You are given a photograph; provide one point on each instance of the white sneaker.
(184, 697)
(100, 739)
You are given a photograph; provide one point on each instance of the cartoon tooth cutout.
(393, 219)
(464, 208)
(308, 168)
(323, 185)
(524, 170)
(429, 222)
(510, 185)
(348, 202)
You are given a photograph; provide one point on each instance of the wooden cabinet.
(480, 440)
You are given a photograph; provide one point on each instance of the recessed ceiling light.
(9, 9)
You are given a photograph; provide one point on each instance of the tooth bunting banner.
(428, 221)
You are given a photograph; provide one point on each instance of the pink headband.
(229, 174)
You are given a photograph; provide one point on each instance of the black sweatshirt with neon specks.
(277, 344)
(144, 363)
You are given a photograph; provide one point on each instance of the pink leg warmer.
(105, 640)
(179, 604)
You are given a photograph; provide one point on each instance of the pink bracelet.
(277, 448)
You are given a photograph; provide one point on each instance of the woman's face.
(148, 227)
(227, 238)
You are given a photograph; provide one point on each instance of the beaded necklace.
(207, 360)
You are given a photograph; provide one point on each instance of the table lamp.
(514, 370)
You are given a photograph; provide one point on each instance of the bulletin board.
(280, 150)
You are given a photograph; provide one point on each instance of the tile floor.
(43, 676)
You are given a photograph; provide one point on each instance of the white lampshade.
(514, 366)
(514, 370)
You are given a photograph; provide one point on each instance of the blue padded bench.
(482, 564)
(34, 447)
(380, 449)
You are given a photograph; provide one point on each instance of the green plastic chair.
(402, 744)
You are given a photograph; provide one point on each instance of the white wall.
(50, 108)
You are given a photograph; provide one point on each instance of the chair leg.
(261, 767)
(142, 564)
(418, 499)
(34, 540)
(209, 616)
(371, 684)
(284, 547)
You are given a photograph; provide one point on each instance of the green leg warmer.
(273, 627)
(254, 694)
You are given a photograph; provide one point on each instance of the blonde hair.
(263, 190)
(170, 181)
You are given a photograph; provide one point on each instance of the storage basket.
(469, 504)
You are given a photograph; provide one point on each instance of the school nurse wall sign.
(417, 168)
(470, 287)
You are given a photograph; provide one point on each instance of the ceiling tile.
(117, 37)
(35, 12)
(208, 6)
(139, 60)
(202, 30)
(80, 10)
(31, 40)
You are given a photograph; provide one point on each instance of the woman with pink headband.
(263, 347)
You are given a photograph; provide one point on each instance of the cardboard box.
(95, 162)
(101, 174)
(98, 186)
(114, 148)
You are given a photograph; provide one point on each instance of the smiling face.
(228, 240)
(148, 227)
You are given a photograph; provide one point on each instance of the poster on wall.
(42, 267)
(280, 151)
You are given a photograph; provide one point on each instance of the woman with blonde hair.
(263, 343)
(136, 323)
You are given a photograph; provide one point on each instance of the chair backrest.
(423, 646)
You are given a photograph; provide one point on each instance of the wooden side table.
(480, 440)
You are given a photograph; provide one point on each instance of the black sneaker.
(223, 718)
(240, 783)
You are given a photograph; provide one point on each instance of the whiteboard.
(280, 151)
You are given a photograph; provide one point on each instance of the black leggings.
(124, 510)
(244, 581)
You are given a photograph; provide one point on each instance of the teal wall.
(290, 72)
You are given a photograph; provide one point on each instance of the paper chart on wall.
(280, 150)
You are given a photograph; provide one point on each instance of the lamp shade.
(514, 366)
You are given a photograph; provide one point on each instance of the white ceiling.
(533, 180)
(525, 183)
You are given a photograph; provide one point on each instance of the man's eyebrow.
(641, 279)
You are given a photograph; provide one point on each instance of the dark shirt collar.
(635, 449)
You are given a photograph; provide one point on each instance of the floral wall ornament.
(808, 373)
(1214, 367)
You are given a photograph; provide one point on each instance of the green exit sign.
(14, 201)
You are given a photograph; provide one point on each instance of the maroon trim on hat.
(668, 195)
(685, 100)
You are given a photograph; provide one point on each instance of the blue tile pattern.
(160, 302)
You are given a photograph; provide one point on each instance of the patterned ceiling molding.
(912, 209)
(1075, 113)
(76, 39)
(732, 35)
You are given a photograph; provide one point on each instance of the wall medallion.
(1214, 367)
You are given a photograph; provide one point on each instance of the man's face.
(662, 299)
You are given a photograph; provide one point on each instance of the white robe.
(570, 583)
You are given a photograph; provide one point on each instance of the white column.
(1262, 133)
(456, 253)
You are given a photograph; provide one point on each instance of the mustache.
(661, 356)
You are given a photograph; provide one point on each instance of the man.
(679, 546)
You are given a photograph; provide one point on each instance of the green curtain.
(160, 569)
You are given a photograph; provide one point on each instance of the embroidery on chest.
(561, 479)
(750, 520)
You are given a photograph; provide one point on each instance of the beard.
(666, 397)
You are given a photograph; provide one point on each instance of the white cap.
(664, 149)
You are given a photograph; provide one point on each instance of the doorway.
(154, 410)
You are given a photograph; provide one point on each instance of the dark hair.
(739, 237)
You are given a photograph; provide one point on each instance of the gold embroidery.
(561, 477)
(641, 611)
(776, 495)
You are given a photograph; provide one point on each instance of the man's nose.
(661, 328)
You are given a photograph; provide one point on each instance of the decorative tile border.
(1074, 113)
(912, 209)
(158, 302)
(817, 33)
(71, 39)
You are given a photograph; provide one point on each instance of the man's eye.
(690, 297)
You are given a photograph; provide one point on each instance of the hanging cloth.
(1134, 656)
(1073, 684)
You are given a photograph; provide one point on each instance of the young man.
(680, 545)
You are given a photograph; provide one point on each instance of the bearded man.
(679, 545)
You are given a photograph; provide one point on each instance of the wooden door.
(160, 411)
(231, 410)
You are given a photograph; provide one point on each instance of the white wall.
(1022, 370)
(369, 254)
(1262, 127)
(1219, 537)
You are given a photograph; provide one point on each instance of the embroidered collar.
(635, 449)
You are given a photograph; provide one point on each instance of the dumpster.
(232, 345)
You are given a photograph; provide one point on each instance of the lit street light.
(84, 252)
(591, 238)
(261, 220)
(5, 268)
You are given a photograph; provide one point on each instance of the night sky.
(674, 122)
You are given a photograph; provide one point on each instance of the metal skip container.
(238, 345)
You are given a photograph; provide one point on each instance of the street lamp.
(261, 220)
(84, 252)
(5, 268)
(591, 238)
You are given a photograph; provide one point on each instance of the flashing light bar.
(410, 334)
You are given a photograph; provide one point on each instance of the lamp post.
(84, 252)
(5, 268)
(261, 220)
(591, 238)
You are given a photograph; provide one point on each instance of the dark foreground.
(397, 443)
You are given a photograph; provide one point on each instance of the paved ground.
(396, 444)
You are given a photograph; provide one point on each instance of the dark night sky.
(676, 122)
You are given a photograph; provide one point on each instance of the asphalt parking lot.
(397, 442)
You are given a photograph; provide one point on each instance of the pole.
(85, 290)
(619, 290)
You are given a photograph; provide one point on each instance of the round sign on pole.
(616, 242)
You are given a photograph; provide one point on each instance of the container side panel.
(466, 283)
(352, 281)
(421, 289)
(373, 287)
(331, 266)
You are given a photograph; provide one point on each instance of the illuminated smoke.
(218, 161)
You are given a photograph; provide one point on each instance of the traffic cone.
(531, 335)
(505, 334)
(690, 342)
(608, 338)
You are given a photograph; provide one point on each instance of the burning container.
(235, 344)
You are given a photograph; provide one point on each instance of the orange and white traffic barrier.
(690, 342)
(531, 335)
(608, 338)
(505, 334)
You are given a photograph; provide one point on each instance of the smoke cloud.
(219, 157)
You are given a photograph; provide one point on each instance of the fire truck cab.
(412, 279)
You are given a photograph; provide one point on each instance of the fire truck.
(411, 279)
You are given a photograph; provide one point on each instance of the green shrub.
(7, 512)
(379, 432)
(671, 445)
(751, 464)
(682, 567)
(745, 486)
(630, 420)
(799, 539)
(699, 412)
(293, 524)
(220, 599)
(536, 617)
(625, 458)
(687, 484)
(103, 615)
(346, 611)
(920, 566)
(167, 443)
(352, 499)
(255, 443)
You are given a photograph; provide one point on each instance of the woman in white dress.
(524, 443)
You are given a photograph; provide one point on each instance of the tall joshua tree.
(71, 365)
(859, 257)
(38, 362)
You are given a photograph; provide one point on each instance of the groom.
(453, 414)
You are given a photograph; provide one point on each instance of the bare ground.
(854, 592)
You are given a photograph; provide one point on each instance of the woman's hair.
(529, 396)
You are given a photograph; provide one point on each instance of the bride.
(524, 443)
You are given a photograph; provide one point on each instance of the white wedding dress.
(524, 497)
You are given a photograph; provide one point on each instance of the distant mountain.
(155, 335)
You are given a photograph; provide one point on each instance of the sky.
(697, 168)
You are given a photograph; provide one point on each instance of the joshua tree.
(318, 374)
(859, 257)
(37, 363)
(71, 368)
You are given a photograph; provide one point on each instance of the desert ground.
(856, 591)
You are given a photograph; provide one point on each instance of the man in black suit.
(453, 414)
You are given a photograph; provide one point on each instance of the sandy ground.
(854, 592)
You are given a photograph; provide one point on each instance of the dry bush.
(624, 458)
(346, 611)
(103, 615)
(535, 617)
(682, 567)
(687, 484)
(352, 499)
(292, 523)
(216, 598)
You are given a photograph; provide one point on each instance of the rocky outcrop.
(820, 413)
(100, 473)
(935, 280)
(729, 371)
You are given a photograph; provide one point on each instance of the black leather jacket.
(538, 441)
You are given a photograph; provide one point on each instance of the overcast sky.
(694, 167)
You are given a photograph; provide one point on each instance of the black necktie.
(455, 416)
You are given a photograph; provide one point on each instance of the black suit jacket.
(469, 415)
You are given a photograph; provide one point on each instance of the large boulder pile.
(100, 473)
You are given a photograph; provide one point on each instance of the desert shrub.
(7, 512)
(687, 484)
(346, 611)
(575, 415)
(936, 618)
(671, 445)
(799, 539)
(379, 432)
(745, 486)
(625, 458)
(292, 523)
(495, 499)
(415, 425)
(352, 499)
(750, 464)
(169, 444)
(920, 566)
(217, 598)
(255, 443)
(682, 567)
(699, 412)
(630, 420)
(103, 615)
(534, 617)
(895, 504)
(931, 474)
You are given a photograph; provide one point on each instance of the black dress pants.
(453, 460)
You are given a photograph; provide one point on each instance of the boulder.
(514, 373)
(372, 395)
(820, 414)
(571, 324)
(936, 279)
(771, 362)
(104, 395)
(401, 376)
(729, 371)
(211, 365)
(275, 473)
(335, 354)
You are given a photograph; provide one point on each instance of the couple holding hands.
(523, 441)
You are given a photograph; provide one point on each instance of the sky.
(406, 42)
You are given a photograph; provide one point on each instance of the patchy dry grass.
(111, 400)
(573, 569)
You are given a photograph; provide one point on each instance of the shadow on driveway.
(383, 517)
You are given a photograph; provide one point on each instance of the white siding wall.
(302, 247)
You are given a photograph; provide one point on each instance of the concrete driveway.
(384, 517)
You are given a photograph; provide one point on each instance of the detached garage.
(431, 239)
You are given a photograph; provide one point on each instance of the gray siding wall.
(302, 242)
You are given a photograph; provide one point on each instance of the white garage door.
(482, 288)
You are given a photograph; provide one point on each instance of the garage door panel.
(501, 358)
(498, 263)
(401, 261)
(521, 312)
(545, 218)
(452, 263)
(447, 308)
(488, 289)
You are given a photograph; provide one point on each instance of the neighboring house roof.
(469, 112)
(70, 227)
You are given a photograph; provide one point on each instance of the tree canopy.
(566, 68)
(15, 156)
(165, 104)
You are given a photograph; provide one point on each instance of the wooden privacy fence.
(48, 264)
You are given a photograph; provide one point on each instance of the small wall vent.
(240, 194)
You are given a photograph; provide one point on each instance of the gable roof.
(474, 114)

» EXERCISE DIRECTIONS
Give the lines from the one containing "white garage door." through the end of the entries again, exactly as written and with no other lines.

» COMPLETE OUTPUT
You are given a photograph; provide one point on each instance of the white garage door.
(482, 288)
You are given a photograph; provide one point on each instance of the garage door panel.
(501, 358)
(498, 263)
(401, 261)
(521, 312)
(545, 218)
(452, 263)
(447, 308)
(488, 289)
You are given a photograph; provide one point on each instance of the neighboring house roof.
(469, 112)
(70, 227)
You are given a photograph; provide one point on each instance of the tree canopy.
(566, 68)
(15, 156)
(165, 104)
You are given a photograph; provide one point on each instance of the wooden privacy fence.
(48, 264)
You are given a photograph; provide one point on each instance of the small wall vent.
(240, 194)
You are given a photograph; provide one point on each instance of the gable roof.
(474, 114)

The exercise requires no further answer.